> [Records from a collection]
=== Section Start ===

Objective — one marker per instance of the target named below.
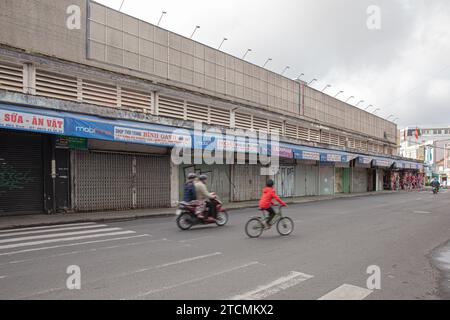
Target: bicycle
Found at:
(255, 227)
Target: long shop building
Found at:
(62, 162)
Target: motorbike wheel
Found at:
(254, 228)
(184, 221)
(222, 218)
(285, 226)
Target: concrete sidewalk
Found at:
(10, 222)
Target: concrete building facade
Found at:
(91, 100)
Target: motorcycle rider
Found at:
(189, 189)
(266, 202)
(435, 184)
(205, 197)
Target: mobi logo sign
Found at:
(73, 18)
(212, 146)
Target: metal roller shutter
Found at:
(113, 181)
(21, 173)
(152, 182)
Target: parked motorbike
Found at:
(187, 217)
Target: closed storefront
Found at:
(21, 173)
(342, 178)
(326, 182)
(119, 181)
(285, 182)
(247, 182)
(306, 179)
(360, 179)
(219, 178)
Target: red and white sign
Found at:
(29, 121)
(151, 137)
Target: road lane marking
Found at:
(34, 243)
(47, 227)
(194, 239)
(347, 292)
(274, 287)
(212, 275)
(121, 275)
(89, 250)
(73, 244)
(52, 230)
(56, 235)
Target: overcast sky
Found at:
(402, 68)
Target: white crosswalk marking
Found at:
(48, 227)
(347, 292)
(35, 237)
(274, 287)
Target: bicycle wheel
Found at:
(254, 228)
(285, 226)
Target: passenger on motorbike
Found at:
(205, 197)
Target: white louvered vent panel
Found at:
(220, 117)
(196, 112)
(291, 131)
(171, 108)
(342, 141)
(303, 133)
(364, 146)
(325, 138)
(351, 143)
(314, 135)
(334, 139)
(277, 126)
(260, 124)
(243, 121)
(136, 101)
(11, 77)
(99, 94)
(56, 86)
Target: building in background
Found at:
(428, 144)
(88, 113)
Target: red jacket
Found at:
(266, 200)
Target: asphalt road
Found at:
(326, 257)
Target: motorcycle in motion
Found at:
(187, 217)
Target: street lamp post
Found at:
(338, 93)
(248, 50)
(224, 39)
(265, 63)
(162, 15)
(326, 87)
(196, 28)
(120, 9)
(350, 98)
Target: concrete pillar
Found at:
(174, 184)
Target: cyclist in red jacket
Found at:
(266, 202)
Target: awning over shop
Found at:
(96, 127)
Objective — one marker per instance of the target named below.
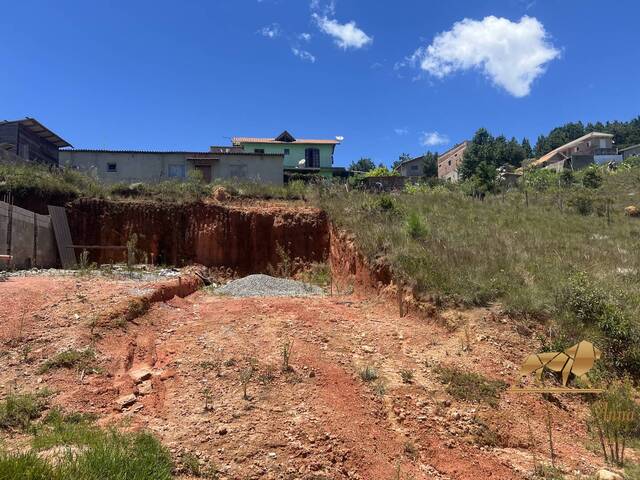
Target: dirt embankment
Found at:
(244, 238)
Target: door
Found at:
(205, 170)
(312, 157)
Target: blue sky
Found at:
(390, 76)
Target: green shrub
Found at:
(592, 178)
(615, 420)
(584, 309)
(470, 386)
(368, 374)
(582, 203)
(17, 411)
(81, 360)
(15, 466)
(415, 226)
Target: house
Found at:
(300, 154)
(31, 141)
(632, 151)
(411, 167)
(449, 162)
(594, 147)
(114, 166)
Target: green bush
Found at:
(470, 386)
(81, 360)
(592, 178)
(17, 411)
(25, 466)
(415, 226)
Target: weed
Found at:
(317, 274)
(410, 450)
(285, 266)
(286, 350)
(615, 419)
(469, 386)
(406, 375)
(245, 377)
(207, 399)
(368, 374)
(380, 389)
(416, 228)
(80, 360)
(17, 411)
(268, 375)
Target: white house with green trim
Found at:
(301, 154)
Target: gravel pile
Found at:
(266, 286)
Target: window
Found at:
(24, 151)
(312, 157)
(238, 171)
(177, 171)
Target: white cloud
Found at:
(432, 139)
(303, 54)
(270, 31)
(324, 7)
(511, 54)
(346, 35)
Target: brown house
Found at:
(449, 162)
(594, 147)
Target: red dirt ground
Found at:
(318, 421)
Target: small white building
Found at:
(632, 151)
(130, 166)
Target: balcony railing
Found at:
(605, 151)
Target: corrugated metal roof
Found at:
(545, 158)
(173, 152)
(43, 132)
(239, 140)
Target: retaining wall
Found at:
(28, 237)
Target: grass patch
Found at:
(470, 387)
(98, 453)
(80, 360)
(17, 411)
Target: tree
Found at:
(526, 147)
(362, 165)
(402, 158)
(430, 165)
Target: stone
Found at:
(145, 388)
(126, 400)
(604, 474)
(140, 374)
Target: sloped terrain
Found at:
(178, 370)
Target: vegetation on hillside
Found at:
(554, 250)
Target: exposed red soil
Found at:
(319, 420)
(242, 237)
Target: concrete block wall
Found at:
(29, 237)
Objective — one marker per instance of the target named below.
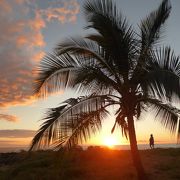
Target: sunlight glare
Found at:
(110, 141)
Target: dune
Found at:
(91, 164)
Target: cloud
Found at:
(67, 11)
(22, 43)
(9, 118)
(17, 133)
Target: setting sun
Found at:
(110, 141)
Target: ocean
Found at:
(116, 147)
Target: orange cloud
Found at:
(22, 43)
(66, 13)
(9, 118)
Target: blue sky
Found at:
(29, 29)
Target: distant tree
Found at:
(114, 66)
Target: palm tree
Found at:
(113, 66)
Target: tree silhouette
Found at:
(113, 66)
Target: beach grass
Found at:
(91, 164)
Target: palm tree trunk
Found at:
(134, 150)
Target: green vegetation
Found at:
(96, 164)
(115, 66)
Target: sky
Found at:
(31, 28)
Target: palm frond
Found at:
(55, 120)
(80, 127)
(162, 74)
(115, 35)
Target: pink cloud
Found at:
(22, 43)
(66, 13)
(9, 118)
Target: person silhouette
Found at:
(151, 141)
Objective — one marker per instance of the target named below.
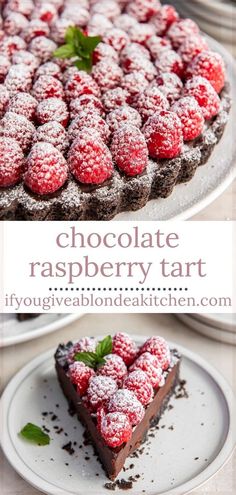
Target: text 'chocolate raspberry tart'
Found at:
(104, 105)
(117, 390)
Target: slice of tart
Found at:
(117, 390)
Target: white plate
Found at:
(14, 332)
(208, 331)
(178, 460)
(210, 180)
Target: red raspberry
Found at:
(80, 375)
(53, 133)
(149, 363)
(89, 121)
(90, 160)
(117, 38)
(11, 162)
(180, 30)
(170, 85)
(116, 429)
(211, 66)
(115, 368)
(170, 61)
(19, 128)
(207, 98)
(107, 74)
(23, 104)
(52, 109)
(164, 18)
(34, 29)
(164, 136)
(46, 169)
(80, 83)
(100, 389)
(143, 10)
(5, 65)
(191, 117)
(124, 401)
(125, 347)
(85, 103)
(104, 51)
(48, 87)
(139, 383)
(192, 46)
(159, 348)
(123, 115)
(151, 101)
(42, 47)
(114, 98)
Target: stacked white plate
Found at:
(221, 327)
(215, 17)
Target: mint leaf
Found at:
(35, 434)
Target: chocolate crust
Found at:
(120, 193)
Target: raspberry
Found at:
(134, 83)
(34, 29)
(117, 38)
(180, 30)
(90, 160)
(14, 23)
(100, 389)
(114, 98)
(164, 18)
(123, 115)
(159, 348)
(104, 51)
(150, 101)
(170, 61)
(46, 169)
(164, 136)
(80, 375)
(86, 102)
(191, 117)
(11, 162)
(143, 10)
(19, 128)
(53, 133)
(92, 121)
(4, 99)
(207, 98)
(107, 74)
(149, 363)
(124, 346)
(139, 383)
(124, 401)
(80, 83)
(211, 66)
(115, 368)
(170, 85)
(23, 104)
(52, 109)
(47, 87)
(192, 46)
(5, 65)
(42, 47)
(116, 429)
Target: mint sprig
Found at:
(79, 47)
(34, 434)
(96, 359)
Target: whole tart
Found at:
(118, 401)
(86, 146)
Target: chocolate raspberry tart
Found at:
(104, 105)
(117, 390)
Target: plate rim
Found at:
(223, 456)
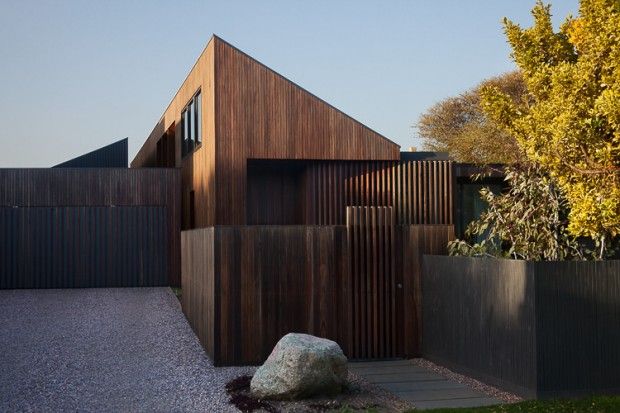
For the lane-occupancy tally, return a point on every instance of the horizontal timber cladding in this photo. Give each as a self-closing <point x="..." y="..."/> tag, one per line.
<point x="420" y="192"/>
<point x="244" y="287"/>
<point x="83" y="247"/>
<point x="259" y="114"/>
<point x="541" y="329"/>
<point x="59" y="188"/>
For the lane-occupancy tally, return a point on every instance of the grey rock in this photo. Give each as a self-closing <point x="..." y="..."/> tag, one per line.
<point x="301" y="366"/>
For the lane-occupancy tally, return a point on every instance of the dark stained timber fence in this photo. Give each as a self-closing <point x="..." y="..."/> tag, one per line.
<point x="112" y="226"/>
<point x="541" y="329"/>
<point x="244" y="287"/>
<point x="79" y="247"/>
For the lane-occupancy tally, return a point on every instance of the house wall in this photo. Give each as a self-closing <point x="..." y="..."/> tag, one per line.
<point x="262" y="115"/>
<point x="197" y="167"/>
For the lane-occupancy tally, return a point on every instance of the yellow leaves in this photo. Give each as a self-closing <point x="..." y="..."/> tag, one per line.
<point x="575" y="31"/>
<point x="572" y="126"/>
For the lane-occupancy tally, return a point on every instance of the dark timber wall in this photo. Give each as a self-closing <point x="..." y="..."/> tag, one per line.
<point x="318" y="192"/>
<point x="64" y="225"/>
<point x="265" y="281"/>
<point x="542" y="329"/>
<point x="83" y="247"/>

=== Section End ===

> [Brief]
Give the number of lines in the entries that hold the string "marking", and add nothing else.

> [Result of this task]
2